■ **YOUR ASSIGNMENT**
Reproduce exactly the lines below from the one containing "of the pink" through the one containing "of the beige", including both, and nothing else.

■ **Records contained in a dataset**
—————

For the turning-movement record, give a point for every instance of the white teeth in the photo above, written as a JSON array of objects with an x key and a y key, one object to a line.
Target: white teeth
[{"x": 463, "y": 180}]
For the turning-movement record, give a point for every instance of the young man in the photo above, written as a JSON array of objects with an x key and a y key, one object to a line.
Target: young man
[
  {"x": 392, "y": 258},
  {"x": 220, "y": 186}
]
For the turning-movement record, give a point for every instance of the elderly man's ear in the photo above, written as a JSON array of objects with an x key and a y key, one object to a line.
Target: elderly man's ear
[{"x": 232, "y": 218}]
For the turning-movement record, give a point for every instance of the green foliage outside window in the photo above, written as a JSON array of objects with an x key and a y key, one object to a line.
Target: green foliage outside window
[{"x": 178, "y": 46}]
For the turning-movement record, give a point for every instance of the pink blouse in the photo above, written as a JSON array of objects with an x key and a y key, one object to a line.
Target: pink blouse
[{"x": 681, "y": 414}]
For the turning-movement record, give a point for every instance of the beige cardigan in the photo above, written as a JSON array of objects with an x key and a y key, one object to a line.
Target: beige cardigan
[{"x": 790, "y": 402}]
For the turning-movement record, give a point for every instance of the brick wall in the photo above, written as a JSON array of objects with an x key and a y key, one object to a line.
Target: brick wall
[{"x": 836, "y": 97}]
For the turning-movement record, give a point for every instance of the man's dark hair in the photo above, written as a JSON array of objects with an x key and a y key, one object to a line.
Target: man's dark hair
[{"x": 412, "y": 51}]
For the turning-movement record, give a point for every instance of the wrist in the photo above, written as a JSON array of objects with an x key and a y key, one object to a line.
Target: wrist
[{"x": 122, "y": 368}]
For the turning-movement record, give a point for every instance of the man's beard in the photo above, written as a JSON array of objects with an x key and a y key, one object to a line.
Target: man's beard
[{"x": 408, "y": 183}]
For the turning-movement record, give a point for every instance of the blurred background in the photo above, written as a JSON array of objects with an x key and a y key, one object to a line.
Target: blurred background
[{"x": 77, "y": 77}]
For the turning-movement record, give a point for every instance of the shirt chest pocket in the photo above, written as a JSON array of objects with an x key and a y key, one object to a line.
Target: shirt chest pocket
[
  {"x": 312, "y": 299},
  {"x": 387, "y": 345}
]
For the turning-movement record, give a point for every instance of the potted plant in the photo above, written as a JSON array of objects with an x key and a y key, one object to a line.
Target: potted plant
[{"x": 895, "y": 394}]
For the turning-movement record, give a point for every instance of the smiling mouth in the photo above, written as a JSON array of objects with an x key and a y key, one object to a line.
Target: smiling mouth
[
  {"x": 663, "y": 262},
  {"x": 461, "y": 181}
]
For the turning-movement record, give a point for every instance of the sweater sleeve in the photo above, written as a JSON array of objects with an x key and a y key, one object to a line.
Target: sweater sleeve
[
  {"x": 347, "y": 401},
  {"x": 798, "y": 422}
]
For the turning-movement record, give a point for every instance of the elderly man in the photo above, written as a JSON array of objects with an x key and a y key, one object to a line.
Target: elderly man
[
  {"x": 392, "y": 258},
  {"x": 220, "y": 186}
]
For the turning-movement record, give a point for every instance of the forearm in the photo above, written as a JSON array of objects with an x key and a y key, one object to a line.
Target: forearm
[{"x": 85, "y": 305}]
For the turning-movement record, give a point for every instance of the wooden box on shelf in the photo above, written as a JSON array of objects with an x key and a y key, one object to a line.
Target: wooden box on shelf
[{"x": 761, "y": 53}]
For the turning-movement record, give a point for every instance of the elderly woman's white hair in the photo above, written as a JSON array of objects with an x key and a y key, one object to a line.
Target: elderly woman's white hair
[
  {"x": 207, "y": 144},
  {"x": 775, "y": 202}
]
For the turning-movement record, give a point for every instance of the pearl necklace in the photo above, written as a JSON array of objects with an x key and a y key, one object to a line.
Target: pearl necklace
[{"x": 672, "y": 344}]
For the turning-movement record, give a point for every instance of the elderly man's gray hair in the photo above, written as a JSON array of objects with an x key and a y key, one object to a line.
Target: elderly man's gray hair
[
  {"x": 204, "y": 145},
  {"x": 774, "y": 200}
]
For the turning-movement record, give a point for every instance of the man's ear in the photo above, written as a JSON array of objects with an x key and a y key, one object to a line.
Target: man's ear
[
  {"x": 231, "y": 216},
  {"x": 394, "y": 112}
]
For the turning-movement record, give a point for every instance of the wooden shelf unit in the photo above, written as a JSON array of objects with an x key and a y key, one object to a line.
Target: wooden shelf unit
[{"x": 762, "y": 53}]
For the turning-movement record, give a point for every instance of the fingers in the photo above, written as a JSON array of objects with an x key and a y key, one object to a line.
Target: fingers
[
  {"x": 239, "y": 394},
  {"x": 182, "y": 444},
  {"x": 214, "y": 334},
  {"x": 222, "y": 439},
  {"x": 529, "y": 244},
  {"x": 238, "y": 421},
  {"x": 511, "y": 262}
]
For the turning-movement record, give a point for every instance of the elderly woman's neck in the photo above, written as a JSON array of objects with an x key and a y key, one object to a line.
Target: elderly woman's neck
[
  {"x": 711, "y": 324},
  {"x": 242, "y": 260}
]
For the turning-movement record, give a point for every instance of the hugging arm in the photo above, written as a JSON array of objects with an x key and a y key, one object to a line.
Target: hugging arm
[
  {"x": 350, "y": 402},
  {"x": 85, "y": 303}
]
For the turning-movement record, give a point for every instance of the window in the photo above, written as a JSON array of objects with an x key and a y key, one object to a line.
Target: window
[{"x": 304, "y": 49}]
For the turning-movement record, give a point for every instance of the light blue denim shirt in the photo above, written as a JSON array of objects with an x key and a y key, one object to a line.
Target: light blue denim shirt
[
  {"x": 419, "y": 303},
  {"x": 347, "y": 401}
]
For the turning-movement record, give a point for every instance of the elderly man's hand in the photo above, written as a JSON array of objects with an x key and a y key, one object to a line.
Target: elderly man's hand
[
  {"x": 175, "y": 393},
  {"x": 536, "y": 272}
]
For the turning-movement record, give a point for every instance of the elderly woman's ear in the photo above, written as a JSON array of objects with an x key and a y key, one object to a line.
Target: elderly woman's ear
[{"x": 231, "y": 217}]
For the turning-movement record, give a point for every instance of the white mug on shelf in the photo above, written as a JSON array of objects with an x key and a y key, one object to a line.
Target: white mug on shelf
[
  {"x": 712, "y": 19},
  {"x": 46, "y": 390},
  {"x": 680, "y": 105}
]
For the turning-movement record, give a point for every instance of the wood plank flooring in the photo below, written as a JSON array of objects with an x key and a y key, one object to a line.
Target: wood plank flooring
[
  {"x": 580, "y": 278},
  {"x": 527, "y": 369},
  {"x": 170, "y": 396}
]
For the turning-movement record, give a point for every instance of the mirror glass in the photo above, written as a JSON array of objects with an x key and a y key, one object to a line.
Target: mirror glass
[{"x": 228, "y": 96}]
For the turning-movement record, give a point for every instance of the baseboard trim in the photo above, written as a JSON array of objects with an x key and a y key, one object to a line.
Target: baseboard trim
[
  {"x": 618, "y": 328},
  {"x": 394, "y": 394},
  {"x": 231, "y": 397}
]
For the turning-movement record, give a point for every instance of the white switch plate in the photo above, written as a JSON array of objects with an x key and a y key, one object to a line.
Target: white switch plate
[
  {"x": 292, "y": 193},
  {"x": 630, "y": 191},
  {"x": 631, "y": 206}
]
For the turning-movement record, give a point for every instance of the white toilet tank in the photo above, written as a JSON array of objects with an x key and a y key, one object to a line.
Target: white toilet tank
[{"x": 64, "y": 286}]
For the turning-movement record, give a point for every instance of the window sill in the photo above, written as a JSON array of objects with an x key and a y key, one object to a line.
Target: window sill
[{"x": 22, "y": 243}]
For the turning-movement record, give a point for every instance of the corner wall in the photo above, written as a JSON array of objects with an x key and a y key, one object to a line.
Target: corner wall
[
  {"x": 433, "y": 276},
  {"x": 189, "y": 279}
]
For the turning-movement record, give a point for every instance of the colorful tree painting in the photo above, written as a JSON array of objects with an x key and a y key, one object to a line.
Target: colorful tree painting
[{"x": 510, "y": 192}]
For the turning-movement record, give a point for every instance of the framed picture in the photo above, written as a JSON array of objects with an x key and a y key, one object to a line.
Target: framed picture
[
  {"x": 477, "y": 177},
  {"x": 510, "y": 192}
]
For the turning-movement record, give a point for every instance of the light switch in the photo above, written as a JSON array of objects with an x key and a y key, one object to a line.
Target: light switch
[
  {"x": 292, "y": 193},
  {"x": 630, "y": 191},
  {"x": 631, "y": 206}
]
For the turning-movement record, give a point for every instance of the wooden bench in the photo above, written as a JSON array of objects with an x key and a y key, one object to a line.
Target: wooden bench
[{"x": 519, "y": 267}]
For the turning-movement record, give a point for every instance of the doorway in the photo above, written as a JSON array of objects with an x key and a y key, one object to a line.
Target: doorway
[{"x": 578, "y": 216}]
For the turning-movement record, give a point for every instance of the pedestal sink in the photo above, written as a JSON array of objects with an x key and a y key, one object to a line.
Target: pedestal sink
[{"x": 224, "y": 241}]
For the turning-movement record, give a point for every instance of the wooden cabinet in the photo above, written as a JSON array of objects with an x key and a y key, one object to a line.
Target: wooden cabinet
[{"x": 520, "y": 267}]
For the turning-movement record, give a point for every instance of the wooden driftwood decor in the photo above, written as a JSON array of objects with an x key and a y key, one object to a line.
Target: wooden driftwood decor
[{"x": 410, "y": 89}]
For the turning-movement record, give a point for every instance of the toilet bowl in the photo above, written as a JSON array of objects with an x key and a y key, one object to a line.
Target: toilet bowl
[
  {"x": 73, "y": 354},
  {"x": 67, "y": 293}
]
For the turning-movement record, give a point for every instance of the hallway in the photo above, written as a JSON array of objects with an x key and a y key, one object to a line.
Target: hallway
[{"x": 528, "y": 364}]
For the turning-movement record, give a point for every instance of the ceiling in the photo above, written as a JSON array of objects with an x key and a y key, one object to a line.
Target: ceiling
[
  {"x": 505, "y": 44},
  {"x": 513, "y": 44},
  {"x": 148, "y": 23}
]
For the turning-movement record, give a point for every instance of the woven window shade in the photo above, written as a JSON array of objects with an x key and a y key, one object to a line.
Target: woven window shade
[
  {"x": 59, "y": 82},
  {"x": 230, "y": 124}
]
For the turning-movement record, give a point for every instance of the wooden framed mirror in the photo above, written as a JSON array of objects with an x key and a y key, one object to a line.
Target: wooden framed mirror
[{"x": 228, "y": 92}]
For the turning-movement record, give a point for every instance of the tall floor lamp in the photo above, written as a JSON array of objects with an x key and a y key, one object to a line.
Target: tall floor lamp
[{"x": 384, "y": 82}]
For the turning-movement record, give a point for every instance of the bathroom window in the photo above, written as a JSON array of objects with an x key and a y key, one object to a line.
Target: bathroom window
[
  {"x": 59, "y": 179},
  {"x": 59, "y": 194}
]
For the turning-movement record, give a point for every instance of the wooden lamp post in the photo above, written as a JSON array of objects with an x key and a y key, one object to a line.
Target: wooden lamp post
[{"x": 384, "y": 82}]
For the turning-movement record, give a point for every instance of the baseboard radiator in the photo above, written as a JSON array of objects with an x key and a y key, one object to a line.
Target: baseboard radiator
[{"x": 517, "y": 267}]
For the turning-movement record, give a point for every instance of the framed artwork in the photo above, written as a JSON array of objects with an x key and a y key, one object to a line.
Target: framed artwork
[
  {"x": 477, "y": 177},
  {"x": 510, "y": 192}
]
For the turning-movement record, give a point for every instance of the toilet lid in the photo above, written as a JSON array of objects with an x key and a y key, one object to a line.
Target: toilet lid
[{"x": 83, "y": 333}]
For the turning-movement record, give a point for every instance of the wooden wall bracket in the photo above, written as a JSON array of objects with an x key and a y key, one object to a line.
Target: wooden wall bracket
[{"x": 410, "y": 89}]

—————

■ **EXERCISE RESULT**
For the turning-movement record, give a point for every instance of the pink blouse in the photo above, written as a JSON array of objects with an x key and a y key, one object to a line.
Target: pink blouse
[{"x": 681, "y": 414}]
For the turning-movement record, give a point for every instance of the beige cardigan in the photo above, written as a JSON array of objects with an x key and a y key, one object to a line.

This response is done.